DOCUMENT PASSAGE

I am a 30-year-old female recently diagnosed with idiopathic thrombocytopenia purpura (ITP). I was experiencing some bleeding in my mouth and bruising easily. My hematologist prescribed Prednisone to raise my blood platelet count which is below 10,000, but I just found out the medicine is not working. It’s still below 10,000 after a week on the medicine.
He wants to do a bone marrow test at the end of the week and then possibly remove my spleen in a few weeks — if it is in fact ITP. Have you heard of them doing this before, and do you know what the success rate is? I am just so frightened of the bone marrow test, I have heard that it is very painful. Can other diseases cause your platelet count to be so low? Please help me understand this a little better.
Idiopathic thrombocytopenic purpura (ITP) is an autoimmune disease affecting the blood platelets, also called the thrombocytes. When the blood platelet count falls too low, a type of bleeding into the skin called purpura often occurs. The medical name means: small pinpoint hemorrhages into the skin (purpura) caused by a very low platelet count (thrombocytopenic) of unknown cause (idiopathic).
An acute form of ITP occurs in children, often following a viral infection. It usually lasts only a few weeks, and may resolve spontaneously. Adults more often get a chronic form of the disease, occasionally associated with a viral infection such as hepatitis, Epstein-Barr viral infection, cytomegalovirus (CMV), HIV, or with the parasitic infection toxoplasmosis. In the majority of cases however, there is no such obvious initiating infection, and the cause is truly unknown.
Like most autoimmune diseases, women get ITP more often than men, in a ratio of about three to one. The most common age group affected is between 20 to 40, so you’re a pretty typical case. Often they have a history of easy bruising or very heavy periods, but both of these are very common symptoms and generally do not indicate thrombocytopenia.

THE DATA
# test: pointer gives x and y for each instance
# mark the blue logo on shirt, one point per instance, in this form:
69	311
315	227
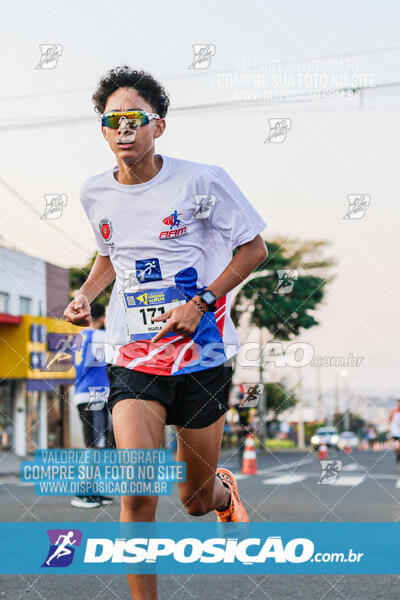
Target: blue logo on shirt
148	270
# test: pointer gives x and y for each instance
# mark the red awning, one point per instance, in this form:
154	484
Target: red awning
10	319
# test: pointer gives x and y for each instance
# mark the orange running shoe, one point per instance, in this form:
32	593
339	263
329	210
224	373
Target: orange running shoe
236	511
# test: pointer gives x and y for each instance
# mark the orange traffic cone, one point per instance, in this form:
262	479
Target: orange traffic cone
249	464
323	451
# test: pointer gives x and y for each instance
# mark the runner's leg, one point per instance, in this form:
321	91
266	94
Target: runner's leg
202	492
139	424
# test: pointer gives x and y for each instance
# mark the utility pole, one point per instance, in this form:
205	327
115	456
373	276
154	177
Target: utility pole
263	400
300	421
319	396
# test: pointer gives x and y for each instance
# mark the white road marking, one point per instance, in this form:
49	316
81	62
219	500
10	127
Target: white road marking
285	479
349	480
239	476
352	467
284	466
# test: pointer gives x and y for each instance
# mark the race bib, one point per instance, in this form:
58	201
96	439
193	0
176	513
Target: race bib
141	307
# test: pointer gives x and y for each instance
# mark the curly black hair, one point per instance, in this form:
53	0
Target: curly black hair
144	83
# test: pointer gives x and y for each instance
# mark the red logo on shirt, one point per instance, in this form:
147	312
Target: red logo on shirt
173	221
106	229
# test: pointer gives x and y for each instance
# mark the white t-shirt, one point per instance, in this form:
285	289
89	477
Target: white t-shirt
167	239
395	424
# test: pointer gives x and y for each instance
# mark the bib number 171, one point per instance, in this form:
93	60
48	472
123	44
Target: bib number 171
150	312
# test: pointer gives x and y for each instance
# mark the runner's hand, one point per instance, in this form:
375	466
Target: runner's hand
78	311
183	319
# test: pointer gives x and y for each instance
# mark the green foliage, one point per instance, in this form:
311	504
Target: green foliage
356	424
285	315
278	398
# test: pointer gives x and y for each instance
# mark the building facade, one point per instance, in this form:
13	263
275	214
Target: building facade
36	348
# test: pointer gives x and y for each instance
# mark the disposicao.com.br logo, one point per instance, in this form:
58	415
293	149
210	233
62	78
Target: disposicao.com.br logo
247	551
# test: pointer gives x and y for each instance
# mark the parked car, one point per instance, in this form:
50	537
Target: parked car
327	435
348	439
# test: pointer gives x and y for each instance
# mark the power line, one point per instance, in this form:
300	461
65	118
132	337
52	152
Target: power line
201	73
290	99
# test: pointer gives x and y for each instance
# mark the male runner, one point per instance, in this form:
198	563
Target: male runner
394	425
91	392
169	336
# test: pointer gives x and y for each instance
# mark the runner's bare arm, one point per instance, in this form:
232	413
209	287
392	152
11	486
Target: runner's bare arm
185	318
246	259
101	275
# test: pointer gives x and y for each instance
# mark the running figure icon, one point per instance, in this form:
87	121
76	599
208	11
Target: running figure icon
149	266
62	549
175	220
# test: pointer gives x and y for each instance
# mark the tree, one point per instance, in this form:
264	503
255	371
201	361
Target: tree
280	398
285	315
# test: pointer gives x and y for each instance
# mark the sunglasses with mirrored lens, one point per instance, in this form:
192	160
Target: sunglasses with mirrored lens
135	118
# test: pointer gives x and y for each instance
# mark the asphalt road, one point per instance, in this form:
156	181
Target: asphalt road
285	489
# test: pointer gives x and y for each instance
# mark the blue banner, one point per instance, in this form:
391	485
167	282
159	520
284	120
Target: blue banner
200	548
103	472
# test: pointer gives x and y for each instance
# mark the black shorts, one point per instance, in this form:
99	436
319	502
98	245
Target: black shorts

WORK INSTRUCTIONS
Translate this sentence from the passage on ITP into Spanish: "Like most autoimmune diseases, women get ITP more often than men, in a ratio of about three to one."

ANSWER TO THIS EXERCISE
Como en la mayoría de las enfermedades autoinmunes, las mujeres padecen PTI con más frecuencia que los hombres, en una proporción de aproximadamente tres a uno.